- Task a: In the film review, which actor plays the president in Olympus Has Fallen?

- Extract:
▼

OLYMPUS HAS FALLEN ( Antoine Fuqua). 119 minutes. Opens Friday (March 22). For venues and times, see listings. Rating: NNN


“They’ve got the universal terrorist playbook and they’re running it step by step,” beloved LAPD cop Al Powell mutters in Die Hard, describing characters who won’t deviate from a plan of action even when they desperately should.

Well, the screenwriters of Olympus Has Fallen have the Die Hard playbook, and they faithfully – almost obsessively – transplant the action beats of John McTiernan’s 1988 action classic into a 21st-century thriller. The biggest difference is that the terrorists actually are terrorists.

Olympus Has Fallen is Die Hard In The White House, with a North Korean paramilitary assault on the iconic DC residence just as the president (Aaron Eckhart) welcomes a South Korean delegation. But there’s one thing they didn’t count on: an ex-Secret Service agent (Gerard Butler), working his way into the building to find the president’s young son (Finley Jacobson).

It delivers in the most basic sense, but you wonder what a director with a sense of play might have done with the material. Antoine Fuqua (Training Day, Shooter) is a blunt nihilist who thinks watching bit players bleed out counts as character development.

A more limber filmmaker might also have encouraged Butler’s natural charisma, rather than letting him growl his way through the picture.

But maybe Bruce Willis would have sued.

▲

- Task b: List each line of the entries that contains the word "roadside".

- Material provided:
▼

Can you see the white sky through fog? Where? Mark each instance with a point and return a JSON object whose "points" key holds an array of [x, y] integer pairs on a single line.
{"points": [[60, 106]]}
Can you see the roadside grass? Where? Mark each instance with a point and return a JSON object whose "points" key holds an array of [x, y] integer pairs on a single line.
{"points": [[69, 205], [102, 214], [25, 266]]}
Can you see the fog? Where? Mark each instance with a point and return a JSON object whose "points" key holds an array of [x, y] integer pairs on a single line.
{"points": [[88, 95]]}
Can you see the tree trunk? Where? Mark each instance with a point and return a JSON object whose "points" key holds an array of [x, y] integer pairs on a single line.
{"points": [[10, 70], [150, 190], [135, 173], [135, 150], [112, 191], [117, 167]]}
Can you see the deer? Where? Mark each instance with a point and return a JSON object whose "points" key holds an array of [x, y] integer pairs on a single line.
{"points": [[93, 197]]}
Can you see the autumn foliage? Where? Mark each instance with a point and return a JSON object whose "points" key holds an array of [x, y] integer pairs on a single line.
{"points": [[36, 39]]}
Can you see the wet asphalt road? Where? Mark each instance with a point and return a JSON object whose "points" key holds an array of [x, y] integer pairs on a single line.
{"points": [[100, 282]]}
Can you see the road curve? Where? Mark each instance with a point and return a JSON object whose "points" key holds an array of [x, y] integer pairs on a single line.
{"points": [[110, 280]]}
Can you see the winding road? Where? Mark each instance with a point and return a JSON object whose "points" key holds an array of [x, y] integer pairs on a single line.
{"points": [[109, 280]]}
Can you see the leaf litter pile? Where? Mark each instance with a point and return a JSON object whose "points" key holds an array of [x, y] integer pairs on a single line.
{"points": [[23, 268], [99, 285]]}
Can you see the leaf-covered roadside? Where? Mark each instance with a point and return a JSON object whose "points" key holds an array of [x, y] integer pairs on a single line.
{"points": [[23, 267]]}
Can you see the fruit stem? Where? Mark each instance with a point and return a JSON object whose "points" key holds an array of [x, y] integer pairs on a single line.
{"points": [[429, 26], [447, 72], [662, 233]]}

▲

- Full solution a: Aaron Eckhart

- Full solution b:
Can you see the roadside grass? Where? Mark each instance with a point and return a JSON object whose "points" key holds an array of [x, y] integer pairs on a single line.
Can you see the leaf-covered roadside? Where? Mark each instance with a point and return a JSON object whose "points" key holds an array of [x, y] integer pairs on a single line.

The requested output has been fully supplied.